* Start *

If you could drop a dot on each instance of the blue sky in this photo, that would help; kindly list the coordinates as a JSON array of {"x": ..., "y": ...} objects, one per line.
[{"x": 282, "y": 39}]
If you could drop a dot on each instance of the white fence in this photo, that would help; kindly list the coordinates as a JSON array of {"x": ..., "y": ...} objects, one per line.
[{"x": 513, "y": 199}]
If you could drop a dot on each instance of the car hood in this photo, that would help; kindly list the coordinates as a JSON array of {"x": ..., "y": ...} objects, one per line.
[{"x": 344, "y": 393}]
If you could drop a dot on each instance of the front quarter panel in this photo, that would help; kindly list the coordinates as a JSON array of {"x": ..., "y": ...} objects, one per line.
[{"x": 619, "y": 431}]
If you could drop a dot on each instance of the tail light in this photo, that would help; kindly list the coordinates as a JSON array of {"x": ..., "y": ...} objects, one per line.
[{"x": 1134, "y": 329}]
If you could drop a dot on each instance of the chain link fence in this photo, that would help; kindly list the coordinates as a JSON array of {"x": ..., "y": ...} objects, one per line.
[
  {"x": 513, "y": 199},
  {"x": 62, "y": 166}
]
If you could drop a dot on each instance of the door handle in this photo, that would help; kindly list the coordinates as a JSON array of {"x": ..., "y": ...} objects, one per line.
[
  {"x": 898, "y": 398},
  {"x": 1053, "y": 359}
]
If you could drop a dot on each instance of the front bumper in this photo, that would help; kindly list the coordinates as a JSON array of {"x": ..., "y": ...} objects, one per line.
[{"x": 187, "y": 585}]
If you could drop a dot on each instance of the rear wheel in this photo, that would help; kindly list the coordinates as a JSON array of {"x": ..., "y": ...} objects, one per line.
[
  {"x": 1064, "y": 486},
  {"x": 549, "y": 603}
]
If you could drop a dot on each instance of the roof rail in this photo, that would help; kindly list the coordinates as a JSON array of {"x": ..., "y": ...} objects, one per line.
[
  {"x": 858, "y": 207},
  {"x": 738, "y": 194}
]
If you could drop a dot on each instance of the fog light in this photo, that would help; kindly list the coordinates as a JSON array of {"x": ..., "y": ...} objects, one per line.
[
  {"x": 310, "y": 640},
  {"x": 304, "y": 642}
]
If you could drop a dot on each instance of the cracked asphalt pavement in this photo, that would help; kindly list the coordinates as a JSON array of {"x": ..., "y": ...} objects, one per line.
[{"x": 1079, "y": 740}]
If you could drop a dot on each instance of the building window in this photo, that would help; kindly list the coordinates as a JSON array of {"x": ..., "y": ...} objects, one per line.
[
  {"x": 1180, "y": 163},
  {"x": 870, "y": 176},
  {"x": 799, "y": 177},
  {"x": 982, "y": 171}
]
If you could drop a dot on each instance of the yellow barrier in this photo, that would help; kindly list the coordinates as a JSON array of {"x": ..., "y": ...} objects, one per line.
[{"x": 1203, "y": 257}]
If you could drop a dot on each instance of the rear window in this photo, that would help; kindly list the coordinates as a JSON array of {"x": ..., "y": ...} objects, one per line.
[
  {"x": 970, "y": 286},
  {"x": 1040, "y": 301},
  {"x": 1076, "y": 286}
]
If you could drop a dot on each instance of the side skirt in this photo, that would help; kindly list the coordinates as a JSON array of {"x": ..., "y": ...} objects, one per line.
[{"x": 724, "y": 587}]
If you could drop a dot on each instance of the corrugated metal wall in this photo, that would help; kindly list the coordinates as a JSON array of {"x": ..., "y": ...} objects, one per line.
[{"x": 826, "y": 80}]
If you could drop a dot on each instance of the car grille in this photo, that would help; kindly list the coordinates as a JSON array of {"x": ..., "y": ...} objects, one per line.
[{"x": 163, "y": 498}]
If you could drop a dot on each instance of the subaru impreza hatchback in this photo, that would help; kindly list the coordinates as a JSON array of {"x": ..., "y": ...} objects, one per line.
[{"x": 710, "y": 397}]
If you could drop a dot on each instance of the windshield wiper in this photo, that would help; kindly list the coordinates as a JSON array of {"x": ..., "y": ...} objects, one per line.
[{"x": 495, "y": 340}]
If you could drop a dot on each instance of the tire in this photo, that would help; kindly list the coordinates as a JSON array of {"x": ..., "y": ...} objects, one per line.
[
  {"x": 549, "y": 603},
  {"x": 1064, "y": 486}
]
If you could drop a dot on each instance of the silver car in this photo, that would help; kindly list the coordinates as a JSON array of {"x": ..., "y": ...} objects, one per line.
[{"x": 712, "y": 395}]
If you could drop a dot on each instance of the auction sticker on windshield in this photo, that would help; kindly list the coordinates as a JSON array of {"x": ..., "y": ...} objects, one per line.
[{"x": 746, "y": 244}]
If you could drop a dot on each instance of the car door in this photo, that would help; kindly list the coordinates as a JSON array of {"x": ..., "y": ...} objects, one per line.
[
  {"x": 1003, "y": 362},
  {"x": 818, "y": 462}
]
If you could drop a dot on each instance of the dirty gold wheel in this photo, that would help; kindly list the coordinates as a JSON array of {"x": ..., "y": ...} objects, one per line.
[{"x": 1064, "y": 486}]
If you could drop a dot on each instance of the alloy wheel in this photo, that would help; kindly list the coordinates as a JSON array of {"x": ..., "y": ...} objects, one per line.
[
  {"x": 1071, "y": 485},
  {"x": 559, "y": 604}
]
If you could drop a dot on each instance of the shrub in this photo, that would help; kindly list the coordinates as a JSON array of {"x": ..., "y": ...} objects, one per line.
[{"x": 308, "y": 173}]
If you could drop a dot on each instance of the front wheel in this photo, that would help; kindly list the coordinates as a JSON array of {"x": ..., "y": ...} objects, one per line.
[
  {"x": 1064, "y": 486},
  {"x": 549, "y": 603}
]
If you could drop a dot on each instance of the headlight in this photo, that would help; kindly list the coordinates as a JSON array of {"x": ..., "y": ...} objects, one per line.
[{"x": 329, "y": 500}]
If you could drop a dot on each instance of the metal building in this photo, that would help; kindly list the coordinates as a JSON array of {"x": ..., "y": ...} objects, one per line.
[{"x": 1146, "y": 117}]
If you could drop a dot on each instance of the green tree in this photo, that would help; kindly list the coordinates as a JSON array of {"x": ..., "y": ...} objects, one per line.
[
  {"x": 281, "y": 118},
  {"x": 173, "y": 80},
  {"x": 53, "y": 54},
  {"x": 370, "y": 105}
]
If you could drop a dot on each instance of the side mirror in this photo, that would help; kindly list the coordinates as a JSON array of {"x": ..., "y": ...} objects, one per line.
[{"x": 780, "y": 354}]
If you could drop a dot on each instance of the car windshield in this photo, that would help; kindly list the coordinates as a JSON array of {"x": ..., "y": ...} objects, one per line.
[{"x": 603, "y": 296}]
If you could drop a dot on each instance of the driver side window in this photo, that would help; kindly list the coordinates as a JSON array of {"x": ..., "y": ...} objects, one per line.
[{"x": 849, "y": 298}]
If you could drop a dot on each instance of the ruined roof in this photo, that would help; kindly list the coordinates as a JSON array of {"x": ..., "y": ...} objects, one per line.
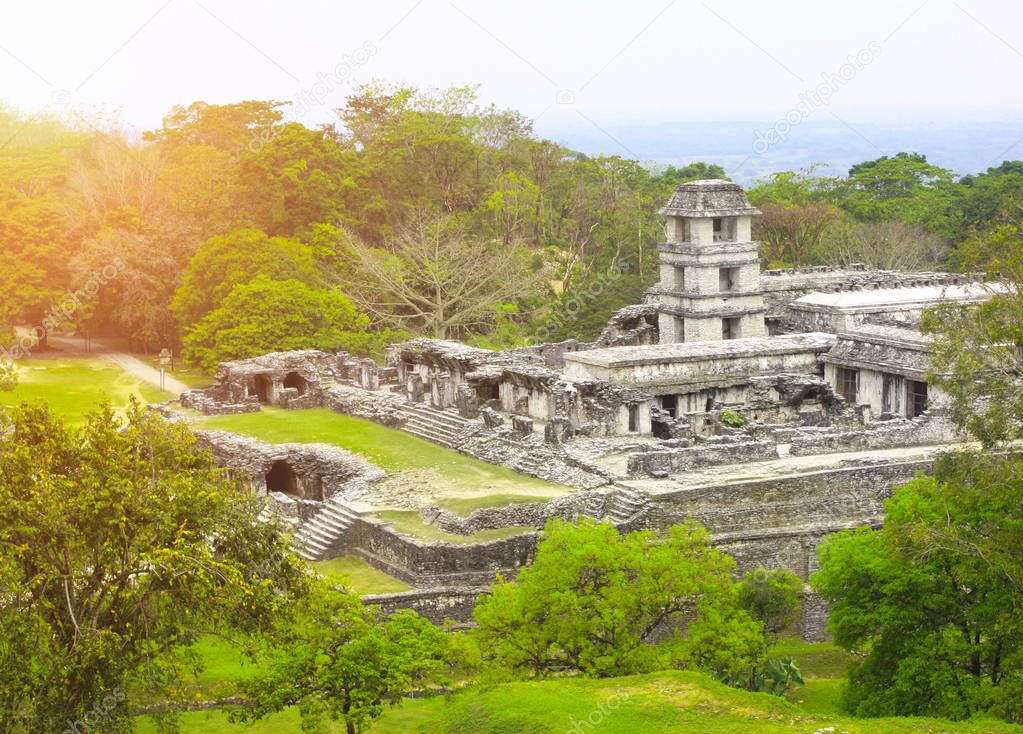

* End *

== TASK REQUIREMENTS ==
Identify each row above that contains the string "door", treating uppercase and lowercase as different, and copy every such row in full.

== EXPECTED OUTPUT ==
If you could drop a dot on each instance of the door handle in this photo, that would help; kindly list the coordinates as a JSON array of {"x": ..., "y": ...} objects, one per line.
If you could drop a dot on each instance of the car door in this photo, that would help; kindly list the coordinates as a JSON array of {"x": ..., "y": ...} objects, one per line.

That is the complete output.